Instrução escrita a: Nos registos, da linha que contém "in black jacket." à linha que contém "x=574 y=366", troque "spectators" por "fans" e reproduza apenas essas linhas, sem qualquer outra alteração.

EUROPA E A POLÍTICA EXTERNA

A instituição da Política Externa e de Segurança Comum, pelo Tratado de Maastricht, como um dos domínios fundamentais da União Europeia (UE) significou um grande passo no projecto europeu ao atribuir-lhe uma dimensão além da económica – a política. Contudo, actualmente, algumas das maiores críticas feitas à UE devem-se à fragilidade do seu papel como actor na cena mundial, consequência da falta de uma efectiva capacidade militar.

Em entrevista à Raia Diplomática, Paulo Sande, chefe do Gabinete do Parlamento Europeu em Portugal, afirma que será difícil os 27 Estados-membros terem uma voz uníssona enquanto cada país não estiver disposto a abdicar dos seus interesses estratégicos em favor dos da União. Por outro lado, acrescenta Sande, o poder da diplomacia em questões como o combate ao terrorismo ou manutenção da paz e a disseminação dos Direitos Humanos é assumido por todos como uma prioridade do projecto europeu.

A UE é hoje o maior bloco económico do mundo, no entanto esta posição não se coaduna com a manifesta incapacidade de os 27 Estados-Membros influenciarem, conjuntamente, as relações internacionais. Quando é que haverá uma Política Externa Comum?

Haverá uma Política Externa Comum no dia em que todos os Estados-membros da UE abdicarem da sua própria Política Externa, que é uma área de reserva de soberania, e decidirem que querem ter uma voz unívoca. Em termos de Política Externa, a Europa tem desenvolvido um soft power, que é a capacidade de impor normas, padrões e comportamentos. E isto tem funcionado.

Dados de entrada:
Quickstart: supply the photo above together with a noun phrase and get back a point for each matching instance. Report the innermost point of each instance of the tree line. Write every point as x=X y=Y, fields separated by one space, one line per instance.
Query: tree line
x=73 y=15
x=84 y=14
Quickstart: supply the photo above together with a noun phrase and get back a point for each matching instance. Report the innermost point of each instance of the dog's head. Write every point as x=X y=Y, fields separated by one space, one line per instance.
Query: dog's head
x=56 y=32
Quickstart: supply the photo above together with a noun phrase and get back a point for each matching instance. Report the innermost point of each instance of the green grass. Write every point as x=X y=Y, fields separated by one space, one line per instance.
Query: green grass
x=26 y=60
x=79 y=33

...

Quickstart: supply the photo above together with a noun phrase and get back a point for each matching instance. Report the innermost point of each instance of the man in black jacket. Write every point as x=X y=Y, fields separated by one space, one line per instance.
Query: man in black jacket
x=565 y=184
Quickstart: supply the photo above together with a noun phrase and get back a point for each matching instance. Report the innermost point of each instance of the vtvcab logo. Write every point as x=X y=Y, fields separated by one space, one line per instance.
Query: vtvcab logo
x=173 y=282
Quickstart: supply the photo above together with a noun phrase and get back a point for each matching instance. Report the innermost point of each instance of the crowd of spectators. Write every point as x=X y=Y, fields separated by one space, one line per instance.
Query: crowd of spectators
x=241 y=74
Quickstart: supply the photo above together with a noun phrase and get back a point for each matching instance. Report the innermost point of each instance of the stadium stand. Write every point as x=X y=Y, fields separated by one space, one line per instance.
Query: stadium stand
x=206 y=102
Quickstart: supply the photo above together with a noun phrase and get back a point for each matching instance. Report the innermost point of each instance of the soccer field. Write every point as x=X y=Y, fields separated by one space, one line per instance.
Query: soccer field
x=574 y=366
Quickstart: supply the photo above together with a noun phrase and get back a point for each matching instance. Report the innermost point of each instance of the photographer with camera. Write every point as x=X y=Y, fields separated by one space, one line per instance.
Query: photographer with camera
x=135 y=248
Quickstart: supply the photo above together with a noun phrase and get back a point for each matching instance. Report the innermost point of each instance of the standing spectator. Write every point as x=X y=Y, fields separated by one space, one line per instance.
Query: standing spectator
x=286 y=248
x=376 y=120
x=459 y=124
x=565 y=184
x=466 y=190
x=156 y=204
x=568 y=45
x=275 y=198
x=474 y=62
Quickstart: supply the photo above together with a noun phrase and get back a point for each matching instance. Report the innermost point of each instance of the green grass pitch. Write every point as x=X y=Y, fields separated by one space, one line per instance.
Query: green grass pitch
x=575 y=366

---

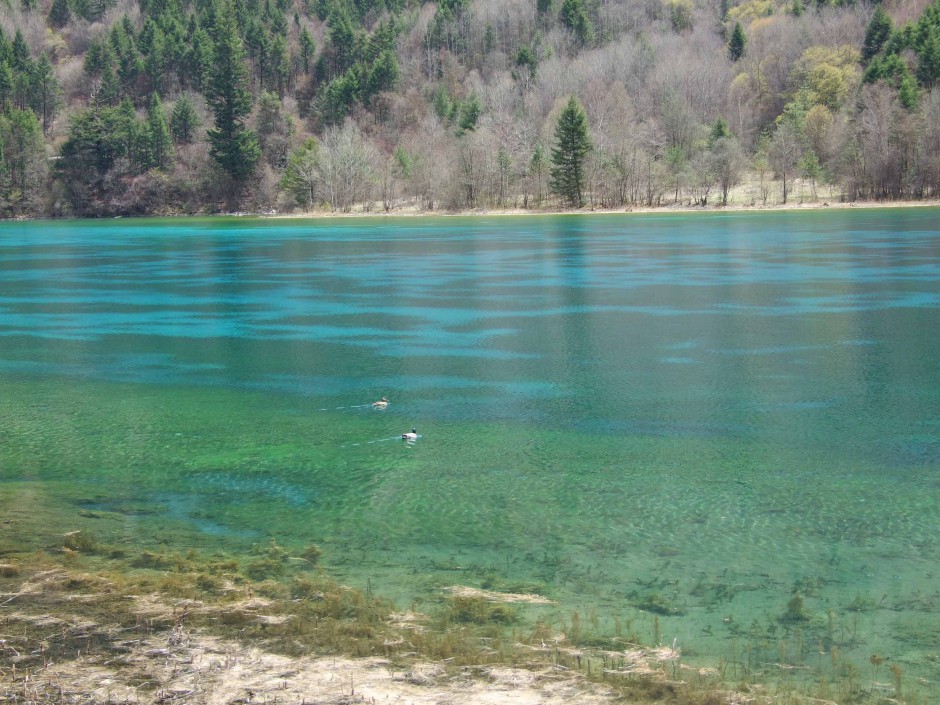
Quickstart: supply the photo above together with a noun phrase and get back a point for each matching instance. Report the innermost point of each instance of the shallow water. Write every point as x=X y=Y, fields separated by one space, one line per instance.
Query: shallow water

Instrução escrita b: Prossiga o texto sobre a Europa e a política externa a partir da última frase apresentada.

Resultado final a:
Quickstart: supply the photo above together with a noun phrase and get back a point for each matching instance. Report the innermost point of each instance of the man in black jacket. Write every point as x=X y=Y, fields separated by one space, one line per instance.
Query: man in black jacket
x=565 y=184
Quickstart: supply the photo above together with a noun phrase and get back a point for each matching instance. Report the innermost point of each instance of the vtvcab logo. Write every point as x=X y=Y, fields separated by one space, one line per instance.
Query: vtvcab logo
x=173 y=282
Quickstart: supply the photo above together with a noun phrase and get back a point for each matching instance. Report the innermost point of each instance of the crowd of fans. Write every point as x=X y=Y, fields separated by one space, one line per instance.
Query: crowd of fans
x=241 y=74
Quickstart: supply the photo above together with a noun phrase and get back a point for each matching instance. Report the innermost point of each instance of the stadium stand. Write every point as x=X y=Y, fields separated by one space, one line per instance.
Query: stadium stand
x=206 y=102
Quickstart: supply the photo above together with a noun phrase and get back a point for each matching instance. Report the innermost point of each instance of the soccer field. Write every point as x=X y=Y, fields separated by one space, one line per instance.
Query: soccer field
x=574 y=366

Resultado final b:
Actualmente, não existe uma vontade política de a UE se apresentar enquanto actor nas questões de segurança e defesa, mas há vontade de ser um actor em matérias relacionadas com os Direitos Humanos, procurando impedir, prevenir e gerir conflitos de natureza humanitária.

Provavelmente, o mais difícil será intervir nas questões da guerra e da paz. Acha que a defesa dos Direitos Humanos acaba por ser um terreno mais facilitado?

Eu talvez separasse bem as duas coisas. Uma coisa é a diplomacia, a Europa ser interventiva em questões de Direitos Humanos, outra as questões relacionadas com guerra e a paz, a Europa ter músculo militar na área da segurança e defesa que lhe permita sustentar as suas posições. E acrescento: a Europa não quer tomar uma posição quando se trata de Política Externa.

A Europa não quer porque não consegue ou nunca vai querer?

Não quer porque a Política Externa é o domínio talvez mais importante da soberania dos Estados. No fundo, é ir tão longe quanto possível em termos colectivos mas sem pôr em causa as soberanias. O Iraque é um exemplo paradigmático. Quando há interesses superiores, de estratégia nacional, o ir tão longe quanto possível é não ir muito longe porque os países ainda querem ter a última palavra.
A mesma situação está a acontecer no Kosovo.
E vai continuar a acontecer. Se é para sempre não sabemos. Mas é importante dizer que está a crescer de uma forma segura o modelo de intervenção da UE em matéria de defesa e de segurança e, por vezes, este crescimento é desprezado. A Europa tem, desde 2001, uma dimensão insuspeitada na defesa e nos últimos oito anos já teve 23 acções armadas, a última na Somália contra a pirataria. Com todas as críticas e todo o cepticismo, a verdade é que a Europa continua a progredir sendo que, na minha perspectiva, esse progresso deve ser feito onde ela é útil.

Em relação aos Estados Unidos, a Europa está a perder influência para países emergentes que apresentam uma maior rapidez de resposta quando se trata de tomar uma posição em conflitos internacionais?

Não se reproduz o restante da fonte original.